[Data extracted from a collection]

▬▬▬▬▬▬▬▬▬▬

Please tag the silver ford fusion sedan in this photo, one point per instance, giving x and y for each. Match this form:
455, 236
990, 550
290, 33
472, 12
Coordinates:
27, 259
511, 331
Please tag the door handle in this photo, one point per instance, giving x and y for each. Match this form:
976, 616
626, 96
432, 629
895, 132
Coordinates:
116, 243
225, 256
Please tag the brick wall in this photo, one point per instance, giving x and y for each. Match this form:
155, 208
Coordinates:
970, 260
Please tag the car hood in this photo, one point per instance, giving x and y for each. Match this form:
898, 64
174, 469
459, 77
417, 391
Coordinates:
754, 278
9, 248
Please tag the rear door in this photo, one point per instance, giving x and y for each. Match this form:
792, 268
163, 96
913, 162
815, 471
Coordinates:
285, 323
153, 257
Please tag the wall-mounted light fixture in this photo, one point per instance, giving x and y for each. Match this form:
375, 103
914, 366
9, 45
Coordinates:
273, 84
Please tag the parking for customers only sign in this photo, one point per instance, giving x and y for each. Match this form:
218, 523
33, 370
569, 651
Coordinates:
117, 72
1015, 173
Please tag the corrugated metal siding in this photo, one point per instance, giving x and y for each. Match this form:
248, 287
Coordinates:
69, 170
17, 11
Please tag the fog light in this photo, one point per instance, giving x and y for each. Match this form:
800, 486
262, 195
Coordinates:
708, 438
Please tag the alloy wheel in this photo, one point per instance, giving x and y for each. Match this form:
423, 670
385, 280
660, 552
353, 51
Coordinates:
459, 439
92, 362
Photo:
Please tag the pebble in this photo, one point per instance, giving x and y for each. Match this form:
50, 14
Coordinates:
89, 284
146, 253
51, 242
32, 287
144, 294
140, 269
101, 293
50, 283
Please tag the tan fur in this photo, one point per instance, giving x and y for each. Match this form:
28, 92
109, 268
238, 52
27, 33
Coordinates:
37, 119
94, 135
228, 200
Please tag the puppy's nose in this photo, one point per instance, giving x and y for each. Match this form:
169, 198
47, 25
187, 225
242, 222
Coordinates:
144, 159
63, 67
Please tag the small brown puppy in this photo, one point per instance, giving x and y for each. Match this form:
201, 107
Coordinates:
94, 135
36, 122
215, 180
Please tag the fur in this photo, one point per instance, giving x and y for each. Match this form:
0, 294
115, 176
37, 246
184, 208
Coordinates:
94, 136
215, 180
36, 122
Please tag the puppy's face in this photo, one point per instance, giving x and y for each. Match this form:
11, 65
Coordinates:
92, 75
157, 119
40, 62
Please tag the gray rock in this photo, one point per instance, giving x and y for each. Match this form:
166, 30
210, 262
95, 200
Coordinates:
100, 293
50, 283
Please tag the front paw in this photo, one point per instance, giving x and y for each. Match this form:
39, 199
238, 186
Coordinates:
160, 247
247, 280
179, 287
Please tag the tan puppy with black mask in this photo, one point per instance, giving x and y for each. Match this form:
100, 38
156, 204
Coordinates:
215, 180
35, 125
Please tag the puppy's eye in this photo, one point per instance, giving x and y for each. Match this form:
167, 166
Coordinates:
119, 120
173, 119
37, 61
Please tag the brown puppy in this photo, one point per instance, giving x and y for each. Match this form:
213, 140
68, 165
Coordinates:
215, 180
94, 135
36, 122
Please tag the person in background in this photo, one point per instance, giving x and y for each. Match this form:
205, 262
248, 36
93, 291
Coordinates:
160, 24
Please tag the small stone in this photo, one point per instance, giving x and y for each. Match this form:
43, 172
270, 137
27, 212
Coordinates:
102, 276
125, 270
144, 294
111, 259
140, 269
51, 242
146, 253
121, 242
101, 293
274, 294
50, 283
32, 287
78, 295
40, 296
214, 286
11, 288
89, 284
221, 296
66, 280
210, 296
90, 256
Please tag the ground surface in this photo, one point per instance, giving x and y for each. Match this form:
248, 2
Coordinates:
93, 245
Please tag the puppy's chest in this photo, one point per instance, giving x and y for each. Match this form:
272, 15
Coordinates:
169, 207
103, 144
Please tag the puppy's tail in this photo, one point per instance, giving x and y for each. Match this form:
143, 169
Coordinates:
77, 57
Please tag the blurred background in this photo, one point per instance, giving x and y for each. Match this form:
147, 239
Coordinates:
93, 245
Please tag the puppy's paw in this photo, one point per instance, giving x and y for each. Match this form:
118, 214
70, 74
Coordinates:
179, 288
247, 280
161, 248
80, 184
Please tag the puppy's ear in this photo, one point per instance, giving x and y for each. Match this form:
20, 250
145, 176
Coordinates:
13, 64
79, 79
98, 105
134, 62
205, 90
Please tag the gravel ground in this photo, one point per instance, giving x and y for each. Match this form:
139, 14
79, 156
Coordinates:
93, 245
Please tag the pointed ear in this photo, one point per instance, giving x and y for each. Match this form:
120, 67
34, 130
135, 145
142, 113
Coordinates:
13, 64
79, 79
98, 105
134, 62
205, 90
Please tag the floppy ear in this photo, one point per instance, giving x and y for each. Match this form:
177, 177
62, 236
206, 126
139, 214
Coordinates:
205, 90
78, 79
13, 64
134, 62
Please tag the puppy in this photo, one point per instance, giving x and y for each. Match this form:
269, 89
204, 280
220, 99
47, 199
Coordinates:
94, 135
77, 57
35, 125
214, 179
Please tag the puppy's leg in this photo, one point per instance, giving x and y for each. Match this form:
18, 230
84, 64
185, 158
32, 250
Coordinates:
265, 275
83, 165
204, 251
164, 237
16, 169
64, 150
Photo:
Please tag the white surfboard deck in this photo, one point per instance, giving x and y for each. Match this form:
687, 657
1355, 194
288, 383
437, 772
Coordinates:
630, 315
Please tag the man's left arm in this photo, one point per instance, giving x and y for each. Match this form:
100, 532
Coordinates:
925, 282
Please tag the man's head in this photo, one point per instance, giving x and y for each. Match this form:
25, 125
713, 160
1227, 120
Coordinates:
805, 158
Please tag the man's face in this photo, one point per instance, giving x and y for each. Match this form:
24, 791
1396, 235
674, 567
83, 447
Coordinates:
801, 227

▬▬▬▬▬▬▬▬▬▬

ASSIGNMENT: The data must be printed verbatim, line by line.

EXERCISE SOLUTION:
Please tag the silver ford fusion sedan in this photo, one point per instance, giving x and y for each. Match this form:
455, 236
990, 550
290, 33
472, 12
Coordinates:
27, 259
511, 331
Please tag the door handle in this photo, one point per instance, giving x and y for each. Match this form:
976, 616
626, 96
432, 629
895, 132
Coordinates:
116, 243
225, 256
Please tag the brick wall in this photo, one point per instance, giving x and y for each. Match this form:
155, 208
Coordinates:
970, 260
Please tag the car hood in this photo, one point per instance, giving x and y for each. Match this form:
898, 64
174, 469
459, 77
417, 391
Coordinates:
754, 278
9, 248
Please tag the rear door in this photo, one point per instance, giving x and y for each. Match this form:
792, 268
163, 96
913, 162
815, 471
Coordinates:
285, 323
153, 257
Please tag the wall-mounted light fixture in this photo, one point per instance, giving x and y for each. Match this form:
375, 103
914, 366
9, 45
Coordinates:
273, 84
Please tag the parking for customers only sign in this photo, one point per instance, giving x and y for each. Match this form:
218, 523
33, 370
569, 651
Coordinates:
117, 72
1015, 173
Please tag the corrugated metal siding in this photo, one point per instance, giving x and y for each. Match this form:
248, 287
Coordinates:
69, 170
17, 11
Please tag the fog light in this photo, one point per instance, giving x and y for each. Match this form:
800, 486
262, 195
Coordinates:
708, 438
Please tag the alloy wheel in this photo, one point per instance, giving x and y for each. Match this form:
423, 670
385, 280
660, 552
353, 51
Coordinates:
459, 439
92, 362
Photo:
Please tag the pebble in this photo, one point per instance, giving x and y for each. Match this form:
50, 14
Coordinates:
89, 284
146, 253
51, 242
32, 287
144, 294
140, 269
101, 293
50, 283
Please tag the tan fur in this photo, one point per instance, giving x and y for each. Match this form:
28, 92
109, 268
238, 52
27, 33
Coordinates:
37, 119
94, 135
228, 200
Please tag the puppy's nose in this photo, one point per instance, giving x and y for each. Match this form:
169, 198
47, 25
187, 225
242, 222
Coordinates:
144, 159
63, 67
Please tag the small brown puppy in this photo, one point per instance, giving x and y for each. Match this form:
201, 107
Coordinates:
94, 135
36, 122
215, 180
Please tag the fur in this photo, one point per instance, giving x and y for each. Match this form:
0, 294
115, 176
37, 246
184, 208
Coordinates:
94, 136
215, 180
36, 122
Please tag the puppy's face in this photo, one point per instance, giving x and y for each. Match this form:
11, 65
Coordinates:
92, 75
157, 119
40, 62
Please tag the gray rock in this photo, one point per instance, giving x and y for each. Match this form:
166, 30
210, 262
95, 200
Coordinates:
100, 293
50, 283
Please tag the front paw in this photo, one point per instance, giving x and y for each. Match this form:
39, 199
238, 186
Coordinates:
160, 247
247, 280
179, 287
Please tag the tan puppy with black mask in this photo, one point per instance, giving x and y for each. Match this form:
100, 38
156, 204
Coordinates:
215, 180
35, 125
Please tag the puppy's eye in this photo, one point per instance, giving x and y for each. Match this form:
167, 166
Coordinates:
119, 120
173, 119
37, 61
Please tag the brown puppy in this photo, one point per instance, giving x and y for each. Match this form:
213, 140
68, 165
Coordinates:
215, 180
94, 135
36, 122
Please tag the person in background in this photo, one point per instance, giving x and y for each. Match this form:
205, 262
248, 36
93, 291
Coordinates:
160, 24
Please tag the small stone in this photo, one point per instance, giving x and y for each. Match this form:
43, 172
270, 137
27, 212
Coordinates:
102, 276
125, 270
144, 294
111, 259
140, 269
51, 242
146, 253
121, 242
101, 293
274, 294
50, 283
32, 287
78, 295
40, 296
214, 286
11, 288
89, 284
221, 296
66, 280
210, 296
90, 256
Please tag the ground surface in this photo, one point per instance, giving x and y for each. Match this form:
248, 2
Coordinates:
93, 245
Please tag the puppy's chest in this photo, one point per instance, giving x and y for each. Match this form:
272, 15
Coordinates:
169, 207
103, 144
Please tag the puppy's tail in this photo, one point per instance, giving x and y for each. Match this form:
143, 169
Coordinates:
77, 57
Please tag the blurred background in this photo, one point per instance, giving x and y for each. Match this form:
147, 239
Coordinates:
93, 245
Please tag the puppy's paw in this photo, one point per instance, giving x and y for each. Match this form:
118, 214
70, 74
Coordinates:
179, 288
247, 280
161, 248
80, 184
Please tag the puppy's ear in this photo, one point per instance, giving x and y for each. Match this form:
20, 250
145, 176
Coordinates:
13, 64
79, 79
98, 105
134, 62
205, 90
Please tag the gravel ground in this photo, one point per instance, giving x and y for each. Match this form:
139, 14
79, 156
Coordinates:
93, 245
Please tag the pointed ear in this photo, one point per instance, giving x and y for each. Match this form:
120, 67
34, 130
135, 145
142, 113
Coordinates:
13, 64
79, 79
98, 105
134, 62
205, 90
Please tag the floppy ear in this photo, one point per instance, giving x and y for each. Match this form:
177, 177
62, 236
206, 126
139, 214
Coordinates:
205, 90
78, 79
13, 64
134, 62
Please tag the puppy in this photo, one point per instance, giving x and y for each. Match this form:
269, 89
204, 280
220, 99
47, 199
Coordinates:
94, 135
77, 57
35, 125
214, 179
Please tag the puppy's leg in this photo, one point per instance, giving x and y for each. Match this form:
18, 230
84, 64
185, 158
32, 250
Coordinates:
265, 275
83, 165
204, 251
164, 237
16, 169
64, 150
Photo:
Please tag the white surfboard deck in this photo, one point per instance, giving x and y for each. Match this form:
687, 657
1355, 194
288, 383
437, 772
Coordinates:
630, 315
Please tag the man's left arm in this photo, one point per instance, giving x and y for each. Match this form:
100, 532
Coordinates:
925, 282
Please tag the man's head in this photo, one point per instance, giving x and y for each. Match this form:
25, 125
713, 160
1227, 120
Coordinates:
805, 158
Please tag the man's face in this photo, one point per instance, giving x and y for each. Match this form:
24, 791
1396, 235
674, 567
83, 447
Coordinates:
801, 227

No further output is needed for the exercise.